Data to use -
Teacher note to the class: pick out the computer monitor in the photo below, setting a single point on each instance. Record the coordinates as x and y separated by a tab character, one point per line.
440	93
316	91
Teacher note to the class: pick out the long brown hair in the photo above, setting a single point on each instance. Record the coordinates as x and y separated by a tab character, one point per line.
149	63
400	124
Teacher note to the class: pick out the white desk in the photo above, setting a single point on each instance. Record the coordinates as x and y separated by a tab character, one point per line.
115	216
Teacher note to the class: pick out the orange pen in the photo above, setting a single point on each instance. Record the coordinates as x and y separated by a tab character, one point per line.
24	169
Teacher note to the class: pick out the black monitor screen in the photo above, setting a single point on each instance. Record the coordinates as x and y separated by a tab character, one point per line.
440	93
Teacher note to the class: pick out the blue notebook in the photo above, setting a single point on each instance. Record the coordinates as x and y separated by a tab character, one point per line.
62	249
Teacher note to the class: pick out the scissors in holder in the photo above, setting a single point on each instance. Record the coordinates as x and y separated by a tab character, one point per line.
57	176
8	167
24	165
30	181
...
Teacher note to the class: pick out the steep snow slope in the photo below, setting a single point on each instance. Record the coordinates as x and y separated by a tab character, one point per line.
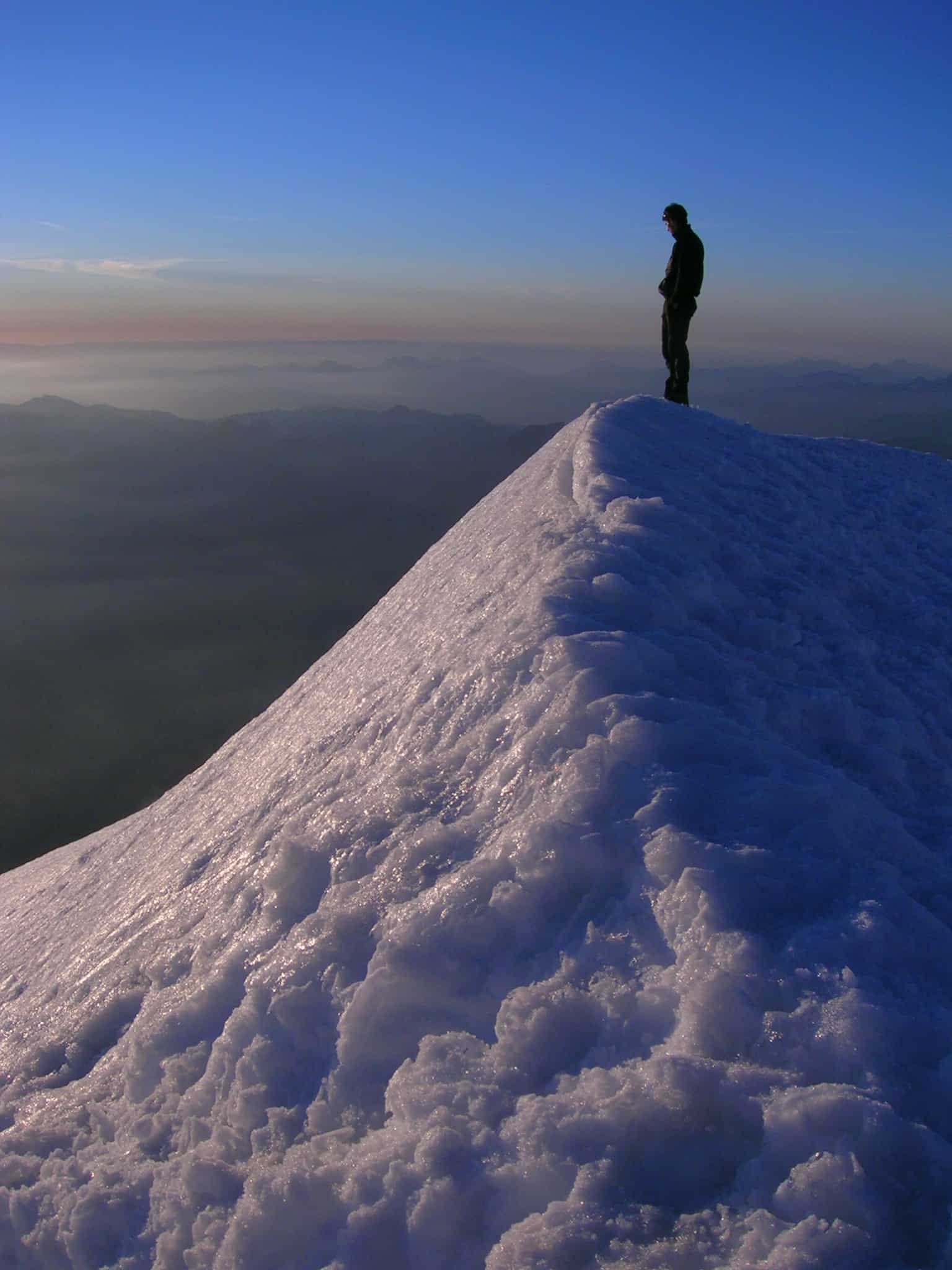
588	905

What is expected - Report every line of the items above that contains the word "monitor", copying each such line in full. Treat case as significant.

The output -
Teacher note to the class: pick out the computer monitor in the photo below, setting a single point on each instance. Record the coordinates as x and y separated by a tab character, one point per line.
Teacher note to the class: pick out the black monitor screen in the photo above, setting a single point on each instance. Record the coordinates as x and y separated by a tab character, one point per line.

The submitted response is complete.